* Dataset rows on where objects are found

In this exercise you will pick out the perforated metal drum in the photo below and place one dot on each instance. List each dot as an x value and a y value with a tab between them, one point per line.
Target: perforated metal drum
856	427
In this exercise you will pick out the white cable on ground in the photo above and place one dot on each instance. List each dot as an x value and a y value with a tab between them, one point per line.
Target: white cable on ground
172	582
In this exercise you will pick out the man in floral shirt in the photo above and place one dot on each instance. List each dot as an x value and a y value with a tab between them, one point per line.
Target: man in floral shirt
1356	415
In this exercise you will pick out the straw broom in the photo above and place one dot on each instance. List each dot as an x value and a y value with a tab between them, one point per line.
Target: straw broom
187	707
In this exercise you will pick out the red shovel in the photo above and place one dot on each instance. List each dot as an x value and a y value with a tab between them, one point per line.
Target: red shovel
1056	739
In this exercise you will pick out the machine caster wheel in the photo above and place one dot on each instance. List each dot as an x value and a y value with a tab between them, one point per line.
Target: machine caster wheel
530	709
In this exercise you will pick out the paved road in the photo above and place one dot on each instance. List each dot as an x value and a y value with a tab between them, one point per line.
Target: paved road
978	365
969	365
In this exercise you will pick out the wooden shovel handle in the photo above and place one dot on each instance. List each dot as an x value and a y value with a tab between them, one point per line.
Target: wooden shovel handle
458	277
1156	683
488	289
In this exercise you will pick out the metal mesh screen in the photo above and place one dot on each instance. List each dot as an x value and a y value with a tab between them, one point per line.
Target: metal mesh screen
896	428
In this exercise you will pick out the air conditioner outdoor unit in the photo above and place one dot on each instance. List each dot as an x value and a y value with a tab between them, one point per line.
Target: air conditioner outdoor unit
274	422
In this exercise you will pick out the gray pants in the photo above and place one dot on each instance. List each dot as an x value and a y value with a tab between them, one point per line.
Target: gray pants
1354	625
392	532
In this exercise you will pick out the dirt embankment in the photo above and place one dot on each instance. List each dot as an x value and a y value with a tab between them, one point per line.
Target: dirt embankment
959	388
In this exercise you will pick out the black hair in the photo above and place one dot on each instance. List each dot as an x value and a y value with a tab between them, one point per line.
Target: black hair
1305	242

* Exercise objective
Print each of the lines above again, unchanged.

* Solved problem
In this exercise you will pick out the perforated metal drum in the photo below and place one dot on each instance. List each dot as an x value and a y value with a tab between them, one point per line.
Target: perforated metal drum
856	427
In this exercise you will pick out the white cable on ground in the photo above and place one dot on each instance. List each dot as an x value and a y value with a tab between them, one point per line.
Target: white cable on ground
172	582
In this exercise you will pick out the man in floral shirt in the photo above and place one dot on each instance. List each dot as an x value and a y value with a tab between them, one point per line.
Target: man in floral shirt
1356	415
In this exercise you will pick out the straw broom in the photo above and place one dot on each instance. List each dot as an x value and a y value with a tab between them, one point per line.
Target: straw broom
187	707
In this exercise you will pick out the red shovel in the photo above and place one dot on each instance. List each dot as an x value and a y value with a tab between them, one point per line.
Target: red shovel
1056	739
In this exercise you will pick out the machine caster wheel in the photo above and place one dot on each instance. List each dot as an x value and a y value with a tab between them, one point per line.
Target: machine caster wheel
530	709
In this exercise you will pick out the paved road in the photo above and place one dot on each instance. List each dot as an x value and a y value with a tab between them, one point per line.
Target: paved road
978	365
969	365
In this exercise you will pick out the wooden shovel handle in the photo above and place one dot on each instance. List each dot as an x value and a y value with a tab between them, one point per line.
Target: wooden shovel handle
458	277
1156	683
488	289
In this exercise you will pick out the metal mesh screen in the photo above and place one dot on each instance. List each dot as an x value and a y value with a tab between them, one point per line.
Target: metal mesh screen
896	428
In this exercise you will pick out the air conditioner outdoor unit in the photo above and place one dot on each instance. List each dot as an x value and a y value with a tab between them, one point per line.
Target: air conditioner outdoor unit
274	422
In this exercise you will pick out the gray pants in the photo above and place one dot on each instance. List each dot as an x value and a y value with a tab between them, one point per line.
Target: gray pants
1354	625
392	532
In this exercise you will pick out the dirt embankment in the photo above and place one dot on each instance. List each dot as an x value and a y value with a tab between them, one point per line.
Target: dirt embankment
959	388
In this exercise you will pick out the black hair in the photo above and place one dot on each instance. List each dot as an x value and a y value with a tab between them, one point per line.
Target: black hair
1305	242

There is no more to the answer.